** start of Supplied data **
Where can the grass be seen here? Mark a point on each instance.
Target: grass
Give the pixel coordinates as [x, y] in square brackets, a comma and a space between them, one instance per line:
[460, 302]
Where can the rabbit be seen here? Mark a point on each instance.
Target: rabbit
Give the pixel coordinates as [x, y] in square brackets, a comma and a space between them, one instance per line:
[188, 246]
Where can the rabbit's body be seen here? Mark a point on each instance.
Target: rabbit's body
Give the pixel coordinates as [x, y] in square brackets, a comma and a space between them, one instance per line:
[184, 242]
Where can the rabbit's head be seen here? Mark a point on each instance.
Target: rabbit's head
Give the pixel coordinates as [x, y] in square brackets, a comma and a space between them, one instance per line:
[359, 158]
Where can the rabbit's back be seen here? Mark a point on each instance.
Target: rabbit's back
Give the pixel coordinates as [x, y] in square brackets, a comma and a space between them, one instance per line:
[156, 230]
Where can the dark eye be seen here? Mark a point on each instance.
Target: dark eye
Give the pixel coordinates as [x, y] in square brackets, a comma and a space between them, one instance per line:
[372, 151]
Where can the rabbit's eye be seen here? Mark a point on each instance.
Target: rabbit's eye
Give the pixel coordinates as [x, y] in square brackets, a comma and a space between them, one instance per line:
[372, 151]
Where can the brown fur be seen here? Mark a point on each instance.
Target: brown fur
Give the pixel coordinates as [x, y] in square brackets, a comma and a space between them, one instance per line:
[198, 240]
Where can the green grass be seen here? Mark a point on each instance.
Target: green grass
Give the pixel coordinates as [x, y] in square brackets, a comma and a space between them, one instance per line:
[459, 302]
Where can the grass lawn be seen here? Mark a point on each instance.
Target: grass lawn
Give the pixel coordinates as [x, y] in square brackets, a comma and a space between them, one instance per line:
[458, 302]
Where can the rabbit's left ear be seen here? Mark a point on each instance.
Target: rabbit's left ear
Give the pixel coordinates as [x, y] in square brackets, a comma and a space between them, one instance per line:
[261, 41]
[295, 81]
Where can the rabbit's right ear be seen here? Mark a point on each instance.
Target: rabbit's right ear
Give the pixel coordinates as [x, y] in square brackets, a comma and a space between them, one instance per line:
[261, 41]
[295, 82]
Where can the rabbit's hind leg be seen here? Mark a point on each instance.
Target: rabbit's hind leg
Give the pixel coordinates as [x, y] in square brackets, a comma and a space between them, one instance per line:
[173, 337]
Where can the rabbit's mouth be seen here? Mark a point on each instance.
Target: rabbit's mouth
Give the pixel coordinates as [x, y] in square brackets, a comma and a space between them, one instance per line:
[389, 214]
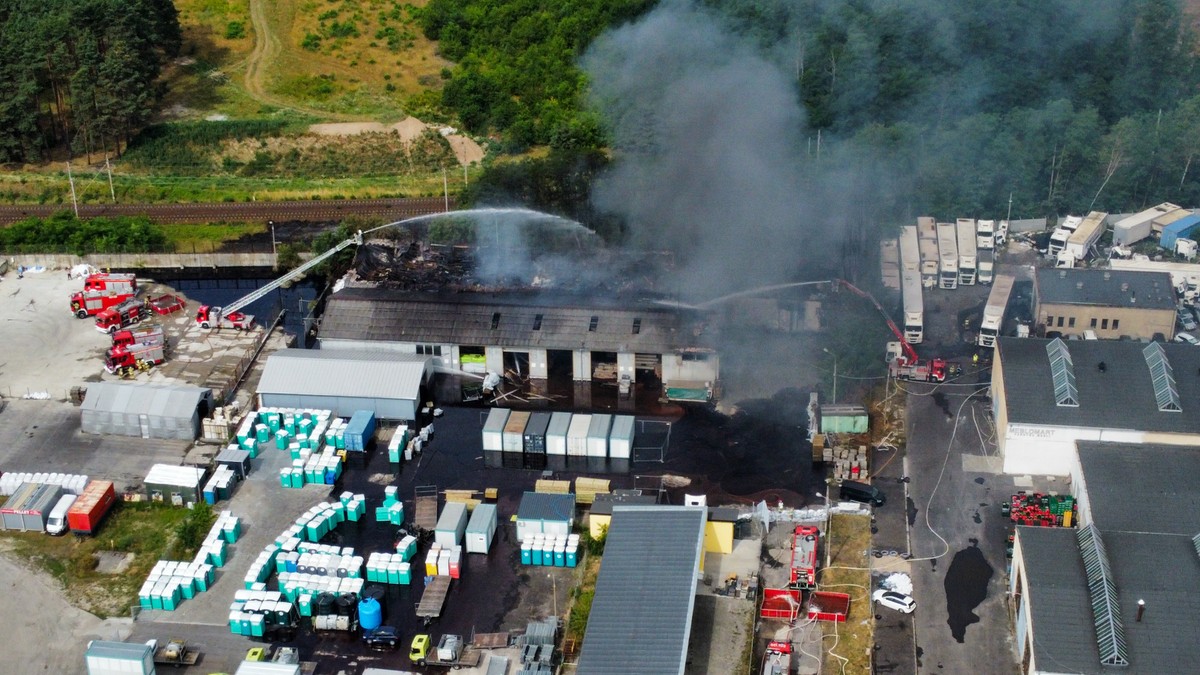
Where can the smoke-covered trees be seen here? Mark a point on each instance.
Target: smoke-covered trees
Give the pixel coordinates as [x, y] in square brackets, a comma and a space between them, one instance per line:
[81, 72]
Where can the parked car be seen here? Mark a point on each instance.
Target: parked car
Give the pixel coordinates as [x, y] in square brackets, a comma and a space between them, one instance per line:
[1186, 338]
[895, 601]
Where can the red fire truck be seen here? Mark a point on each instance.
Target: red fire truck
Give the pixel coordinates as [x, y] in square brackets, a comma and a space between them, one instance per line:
[132, 358]
[804, 556]
[126, 314]
[111, 282]
[90, 303]
[149, 334]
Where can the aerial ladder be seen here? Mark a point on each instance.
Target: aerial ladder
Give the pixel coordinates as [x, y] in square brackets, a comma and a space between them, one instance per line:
[231, 316]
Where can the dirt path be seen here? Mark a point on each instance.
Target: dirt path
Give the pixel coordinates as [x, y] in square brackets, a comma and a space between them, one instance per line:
[268, 48]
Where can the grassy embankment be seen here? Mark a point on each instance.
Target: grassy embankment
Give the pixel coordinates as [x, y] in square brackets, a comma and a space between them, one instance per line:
[850, 643]
[150, 531]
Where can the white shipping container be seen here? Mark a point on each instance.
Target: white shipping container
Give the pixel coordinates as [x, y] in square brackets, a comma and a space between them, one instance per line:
[577, 435]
** end of Supplied data **
Written request: Leave out the pictures and return every record word for word.

Full response:
Where can the grass be seen here? Mark a point on each instance.
Target: grass
Give the pixel coordinates as [x, y] in square brackets, a comma and a space between them, one instance per line:
[460, 302]
Where can the rabbit be seen here? Mark a point on each instance.
Target: rabbit
Give the pixel coordinates as [x, y] in square brackets, a comma and a space between them, one instance per line:
[188, 246]
Where can the rabbit's body be seen here? Mark a point on each instance.
Target: rabbit's body
Give the pixel coordinates as [x, y] in square brackets, a comma and a space between them, one instance per line:
[184, 242]
Where can the rabbit's head be seen here? Mark a point on each instance.
Target: rabbit's head
Give the pixel coordinates as [x, y] in square brackets, a comma and a space between them, one instance per line:
[359, 158]
Where can the rabbit's back be seen here? Mark a point on each instance.
Target: rabbit's back
Give the pixel coordinates as [x, y] in square brackets, a comma and a space between them, one instance per line:
[156, 230]
Where can the dark eye be seen here? Mark a point on each instance.
Target: dark eye
Give the pixel coordinates as [x, y] in square brackets, a comma and a space between them, one instance per line:
[372, 151]
Where can the rabbit's eye be seen here? Mark a point on each instance.
Target: rabbit's eye
Give the pixel coordinates as [x, y] in square brackets, a comma and a space between them, one instance per line:
[372, 151]
Where can the brown fur be seen here? Mark a point on each instance.
Target: brown fur
Give the pixel coordinates as [x, y] in square brackets, a comma and a space between them, one instance per line:
[198, 240]
Where can the green grass be seen here? Mark a point on each instance.
Target: green grass
Give the pixel coordinates as [x, y] in square brackets, a comma and a space between them, one instance per line:
[459, 302]
Where can the grass lawn be seen here? Mark a point on each instance.
Target: grass lawn
Give the pixel coordinates as [x, y] in square brackets, a comma and a space between them, one instance per line:
[458, 302]
Where can the rabbit's left ear be seen here? Mark a point on each instance.
Target: rabbit's left ear
Give the pixel coordinates as [x, y] in square brackets, a comma and a space between them, one instance per line:
[261, 41]
[295, 81]
Where can the rabbit's right ear be seen here? Mark a point on each instance.
Target: rabbit's right ear
Give the pixel coordinates as [x, y] in square brackets, a comma and a space between them, one instance per line:
[261, 41]
[295, 82]
Where can the rabbit's hind leg be seen here? Mark a point on each instance.
Target: rabbit's hind leg
Give the pixel coordinates as [x, y] in square brackets, a comma and a space between them, one instance per line:
[173, 337]
Where can the rabbit's mouth be seen here? Mark a point on each instance.
Target: rabbit's mouth
Give the pixel coordinates as [x, y] in square brackets, a comma and a space between them, one instance per line:
[389, 214]
Where can the smoke-covered trees be seen here? Mark a point on each instance.
Target: smoke-covered trees
Give the pixel coordinates as [x, y] in square brackets, a comma and a space between them, one instance per line:
[81, 72]
Where can the parked car be seen here? Mark a point on each instance.
Target: parked car
Give the pixel coordinates as [x, y] in square brackets, a comma and a space between them, one instance per line:
[1186, 338]
[895, 601]
Where can the red fire truck be seen here? Mark a point on each instance.
Target: red fire truck
Give the pixel coordinates as [x, y] in square brackets, a comma and a space between them, one instance per line:
[132, 358]
[804, 556]
[126, 314]
[111, 282]
[90, 303]
[149, 334]
Where can the aerial ladder be seen here? Mark a point on each instance.
Target: aerial ladder
Give the pixel coordinates as [x, y] in square brackets, a comma and a space between them, one instance per line:
[231, 316]
Where can the dirt path be seen here? Mark a point on each instance.
Target: dirt path
Give the pixel coordinates as [x, y] in square brackets, a comma and a space between them, one instance per line:
[268, 48]
Where can the grassy embankment be seen here? Mark a point on each instance.
Target: grassy embankment
Give the pixel coordinates as [x, y] in square brackets, a comma and a space between them, one instance per line:
[850, 643]
[150, 531]
Where can the white shipping container be seen here? Mark a point on each instance.
Target: white shipping container
Give the pixel coordinates as [x, y] in square brackets, a comma and a space between them, one instance per line:
[577, 435]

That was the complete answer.